Exercise instructions - Print all the records below exactly as they stand, but leave out the pictures.

********

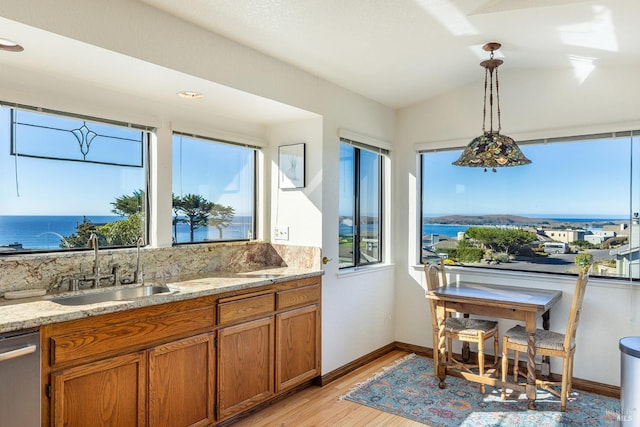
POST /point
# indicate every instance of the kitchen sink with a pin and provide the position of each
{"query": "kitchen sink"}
(111, 294)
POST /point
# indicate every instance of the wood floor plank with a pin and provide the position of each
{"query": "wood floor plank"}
(322, 407)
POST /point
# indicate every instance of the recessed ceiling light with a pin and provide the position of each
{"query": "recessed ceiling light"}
(190, 95)
(10, 46)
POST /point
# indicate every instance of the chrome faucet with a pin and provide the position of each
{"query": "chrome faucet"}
(93, 243)
(138, 275)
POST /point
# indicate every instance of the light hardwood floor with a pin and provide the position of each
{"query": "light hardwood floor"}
(320, 406)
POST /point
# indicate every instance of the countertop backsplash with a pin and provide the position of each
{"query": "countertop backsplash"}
(44, 271)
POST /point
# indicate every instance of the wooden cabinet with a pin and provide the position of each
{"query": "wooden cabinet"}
(111, 392)
(245, 365)
(181, 377)
(187, 363)
(272, 344)
(298, 345)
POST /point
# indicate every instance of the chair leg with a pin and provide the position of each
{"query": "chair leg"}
(481, 359)
(565, 383)
(504, 367)
(570, 383)
(436, 353)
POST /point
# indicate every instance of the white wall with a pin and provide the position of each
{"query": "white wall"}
(534, 104)
(298, 209)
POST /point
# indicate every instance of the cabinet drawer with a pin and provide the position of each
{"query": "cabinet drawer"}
(113, 338)
(298, 296)
(245, 308)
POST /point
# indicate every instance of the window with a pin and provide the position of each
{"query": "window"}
(578, 198)
(360, 205)
(67, 176)
(213, 190)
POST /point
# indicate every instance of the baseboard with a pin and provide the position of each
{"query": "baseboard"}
(578, 383)
(359, 362)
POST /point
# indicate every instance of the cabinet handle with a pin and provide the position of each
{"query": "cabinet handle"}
(8, 355)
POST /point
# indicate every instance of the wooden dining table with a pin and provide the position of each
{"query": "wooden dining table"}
(504, 302)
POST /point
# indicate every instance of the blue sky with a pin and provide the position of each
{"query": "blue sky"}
(221, 173)
(588, 179)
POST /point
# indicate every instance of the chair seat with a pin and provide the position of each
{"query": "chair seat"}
(467, 326)
(544, 339)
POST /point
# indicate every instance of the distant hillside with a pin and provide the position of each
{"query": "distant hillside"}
(487, 220)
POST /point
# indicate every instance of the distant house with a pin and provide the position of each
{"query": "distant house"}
(598, 236)
(566, 236)
(628, 256)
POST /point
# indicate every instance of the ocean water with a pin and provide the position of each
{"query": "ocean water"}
(452, 230)
(46, 232)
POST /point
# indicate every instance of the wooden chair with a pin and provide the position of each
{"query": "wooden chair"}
(465, 329)
(549, 343)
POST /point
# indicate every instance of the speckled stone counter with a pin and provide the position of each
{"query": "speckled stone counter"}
(34, 312)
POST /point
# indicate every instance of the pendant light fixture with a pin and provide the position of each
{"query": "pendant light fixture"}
(491, 149)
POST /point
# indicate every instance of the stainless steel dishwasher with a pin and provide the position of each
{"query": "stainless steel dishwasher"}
(20, 379)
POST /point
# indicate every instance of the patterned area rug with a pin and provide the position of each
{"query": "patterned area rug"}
(409, 389)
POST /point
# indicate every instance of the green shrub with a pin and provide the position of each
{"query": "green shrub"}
(470, 254)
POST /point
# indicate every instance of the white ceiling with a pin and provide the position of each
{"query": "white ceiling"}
(397, 52)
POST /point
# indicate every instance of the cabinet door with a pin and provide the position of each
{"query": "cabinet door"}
(181, 383)
(245, 365)
(297, 346)
(106, 393)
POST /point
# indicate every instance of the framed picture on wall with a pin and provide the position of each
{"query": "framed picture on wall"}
(291, 164)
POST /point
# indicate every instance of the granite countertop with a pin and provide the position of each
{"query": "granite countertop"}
(34, 312)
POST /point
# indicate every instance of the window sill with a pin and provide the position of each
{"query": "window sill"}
(368, 269)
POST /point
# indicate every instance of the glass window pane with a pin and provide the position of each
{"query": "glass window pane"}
(581, 194)
(213, 191)
(369, 207)
(346, 206)
(53, 203)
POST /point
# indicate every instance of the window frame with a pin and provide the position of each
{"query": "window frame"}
(145, 158)
(254, 183)
(631, 220)
(381, 154)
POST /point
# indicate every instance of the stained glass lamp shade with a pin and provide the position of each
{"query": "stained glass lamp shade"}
(491, 149)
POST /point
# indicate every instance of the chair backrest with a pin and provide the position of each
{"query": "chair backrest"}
(435, 274)
(576, 306)
(436, 277)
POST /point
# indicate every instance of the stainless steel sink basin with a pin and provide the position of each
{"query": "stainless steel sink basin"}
(112, 294)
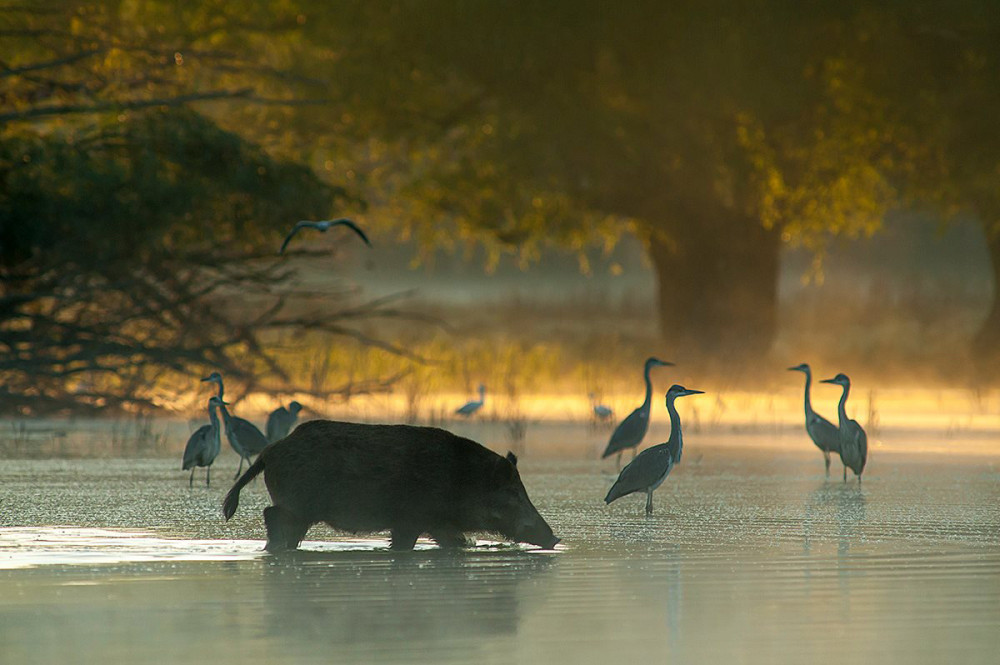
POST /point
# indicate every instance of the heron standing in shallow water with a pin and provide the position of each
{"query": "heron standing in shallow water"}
(244, 437)
(281, 420)
(630, 431)
(204, 445)
(652, 466)
(323, 226)
(469, 408)
(824, 434)
(853, 440)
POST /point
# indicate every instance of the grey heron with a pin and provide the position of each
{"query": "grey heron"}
(323, 226)
(652, 466)
(469, 408)
(244, 437)
(281, 420)
(824, 434)
(204, 445)
(630, 431)
(853, 440)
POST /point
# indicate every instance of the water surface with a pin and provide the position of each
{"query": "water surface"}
(751, 556)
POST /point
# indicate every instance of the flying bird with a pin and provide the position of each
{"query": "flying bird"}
(652, 466)
(853, 440)
(630, 431)
(323, 226)
(824, 434)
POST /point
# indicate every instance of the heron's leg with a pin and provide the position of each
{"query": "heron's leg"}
(240, 470)
(404, 539)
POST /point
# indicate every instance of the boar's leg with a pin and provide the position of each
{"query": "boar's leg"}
(284, 530)
(450, 539)
(404, 538)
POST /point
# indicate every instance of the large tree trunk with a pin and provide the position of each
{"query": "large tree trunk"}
(718, 284)
(986, 343)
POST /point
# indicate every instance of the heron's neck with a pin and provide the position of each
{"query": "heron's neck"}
(675, 441)
(809, 410)
(649, 388)
(841, 409)
(225, 415)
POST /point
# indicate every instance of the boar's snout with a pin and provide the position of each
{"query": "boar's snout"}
(537, 532)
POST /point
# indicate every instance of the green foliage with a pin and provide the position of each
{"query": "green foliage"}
(108, 196)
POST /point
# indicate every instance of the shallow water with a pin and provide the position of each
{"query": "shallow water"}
(752, 556)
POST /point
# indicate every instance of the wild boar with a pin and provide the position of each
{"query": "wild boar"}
(404, 479)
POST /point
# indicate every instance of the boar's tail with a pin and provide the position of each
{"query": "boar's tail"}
(232, 500)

********

Answer for the task -
POST /point
# indicate every instance of the kitchen sink with a pin and provide the position of each
{"query": "kitchen sink"}
(111, 294)
POST /point
# indicate every instance of the wood floor plank with a pin and provide the position of each
{"query": "wood floor plank"}
(322, 407)
POST /point
# indicate every instance of the recessed ceiling light with a pin and provide the position of each
{"query": "recessed ceiling light"}
(190, 95)
(10, 46)
POST /point
# indicate every instance of the chrome faucet with a pin and provide the position of each
{"query": "chrome faucet"}
(93, 243)
(138, 275)
POST /point
# indicate every instance of the light hardwood floor with a pin and provide the position of each
{"query": "light hardwood floor"}
(320, 406)
POST /point
# indicate every instance of the countertop backsplash with a pin and provide the position of each
{"query": "countertop backsplash"}
(44, 271)
POST /point
# indicate every instance of the wooden cabinet with a pin and provide the position of each
{"query": "wooden cabinet"}
(111, 392)
(245, 365)
(181, 377)
(187, 363)
(272, 344)
(298, 345)
POST /point
# indicate every instance of the chair leg with a pin and provide the position of each
{"query": "chair leg"}
(481, 359)
(565, 383)
(504, 367)
(570, 383)
(436, 353)
POST /point
# indicate every instance of the white wall with a pin and provide the position of each
{"query": "white wall"}
(534, 104)
(298, 209)
POST /point
# indicate every instance of the cabinet drawer with a pin and provide the position of each
{"query": "cabinet drawer"}
(113, 338)
(298, 296)
(245, 308)
POST /point
# indicate every instance of the window with a pin and provide the position of each
{"query": "window"}
(578, 198)
(360, 205)
(67, 176)
(213, 190)
POST /point
# indicate every instance of the baseboard with a pin and provide the position of each
{"query": "baseboard"}
(578, 383)
(359, 362)
POST /point
# indicate every instance of the cabinet handle with a pin and provide the position of each
{"query": "cabinet handle"}
(8, 355)
POST /point
# indicate every instance of the wooden dining table with a pin and provide the position of each
{"query": "wooden dining table"}
(504, 302)
POST /point
# indicate every instance of the blue sky with a pin and provide the position of each
{"query": "blue sky"}
(221, 173)
(588, 179)
POST /point
# indicate every instance of the chair seat with a pin and provide the position of each
{"query": "chair seat"}
(467, 326)
(544, 339)
POST /point
# indicate every instance of the distant hillside with a pin and provide the position of each
{"query": "distant hillside"}
(487, 220)
POST /point
# indicate every instance of the distant house with a pin and provide the position of each
{"query": "distant house"}
(598, 236)
(566, 236)
(628, 256)
POST /point
# indicate every instance of the ocean water with a pin and provide the position of each
{"query": "ocean water"}
(452, 230)
(46, 232)
POST /point
# indicate every instance of the wooden chair with a pin and provide the position of each
{"query": "wooden chair"}
(465, 329)
(549, 343)
POST /point
# indicate every instance of the speckled stone counter with a pin and provide the position of each
{"query": "speckled stone counter"}
(34, 312)
POST /point
# indicate every instance of the pendant light fixture with a pin and provide the position of each
{"query": "pendant light fixture"}
(491, 149)
POST /point
# indicate every instance of the stainless steel dishwasher with a pin and provide the position of each
{"query": "stainless steel dishwasher"}
(20, 379)
POST /point
# indicate every instance of the patterned area rug with a pin and provide the position of each
{"query": "patterned area rug"}
(409, 389)
POST /point
# indicate every instance of the green shrub with a pin and provide the position of each
{"query": "green shrub"}
(470, 254)
POST /point
# indicate every instance of the white ceiling with a pin and provide the position of each
{"query": "white ceiling"}
(397, 52)
POST /point
# indicate every instance of the cabinet door with a pin and provide the position of each
{"query": "cabinet door"}
(181, 383)
(245, 365)
(297, 346)
(106, 393)
POST /point
# indicate every instance of the framed picture on wall with a pin and provide the position of each
{"query": "framed picture on wall"}
(291, 164)
POST /point
# indicate every instance of the granite countertop with a pin and provide the position of each
{"query": "granite countertop"}
(34, 312)
POST /point
# indicate every instance of the window sill with a pin and provide the position of each
{"query": "window sill"}
(368, 269)
POST /point
# indicate every instance of the glass window pane with a pin and provide the position of each
{"query": "glass window pane"}
(581, 194)
(213, 191)
(369, 207)
(346, 206)
(53, 203)
POST /point
# indicate every instance of the window frame with a pin and provide the position of each
{"query": "window frame"}
(145, 158)
(254, 183)
(631, 220)
(381, 154)
POST /point
# indicate every instance of the stained glass lamp shade with a pin and provide the position of each
{"query": "stained glass lamp shade"}
(491, 149)
POST /point
# indicate every instance of the chair backrest with a pin and provide the position of each
{"query": "chair backrest"}
(435, 274)
(576, 306)
(436, 277)
POST /point
# indicate every instance of the stainless steel sink basin with a pin and provide the position of each
{"query": "stainless steel sink basin"}
(112, 294)
POST /point
# indicate every instance of the heron standing in shallow water with a pin and provide the position of each
{"query": "heron standing in shallow water"}
(244, 437)
(281, 420)
(630, 431)
(204, 445)
(652, 466)
(323, 226)
(469, 408)
(824, 434)
(853, 440)
POST /point
# indicate every instance of the grey heron with a pin and provide the position of each
{"query": "grey heron"}
(323, 226)
(652, 466)
(469, 408)
(244, 437)
(281, 420)
(824, 434)
(204, 445)
(630, 431)
(853, 440)
POST /point
# indicate every instance of the water surface with a pin and provide the position of each
{"query": "water surface"}
(751, 556)
POST /point
# indicate every instance of the flying bird with a pin and provide the position of each
{"query": "flying bird"}
(652, 466)
(853, 440)
(630, 431)
(323, 226)
(824, 434)
POST /point
# indicate every instance of the heron's leg with a pin and provide the position of each
{"query": "heron's leg"}
(240, 470)
(404, 539)
POST /point
# indicate every instance of the boar's leg with a pin and provide the position of each
{"query": "boar's leg"}
(284, 530)
(450, 539)
(404, 538)
POST /point
# indicate every instance of the large tree trunk with a pin and provide the position of each
{"query": "large tree trunk"}
(718, 284)
(986, 343)
POST /point
# indicate every instance of the heron's neck with a pin and provide the position of each
{"query": "heron's neck"}
(675, 441)
(809, 410)
(649, 388)
(841, 409)
(225, 415)
POST /point
# indicate every instance of the boar's snout with a pin and provide the position of each
{"query": "boar's snout"}
(537, 532)
POST /point
# indicate every instance of the green foliage with a pin and provide the position of each
{"query": "green foliage"}
(108, 196)
POST /point
# indicate every instance of the shallow water with a pin and provide the position of each
{"query": "shallow water"}
(752, 556)
POST /point
# indicate every instance of the wild boar with a pin and provide the position of each
{"query": "wild boar"}
(404, 479)
POST /point
# indicate every instance of the boar's tail with a pin and provide the position of each
{"query": "boar's tail"}
(232, 500)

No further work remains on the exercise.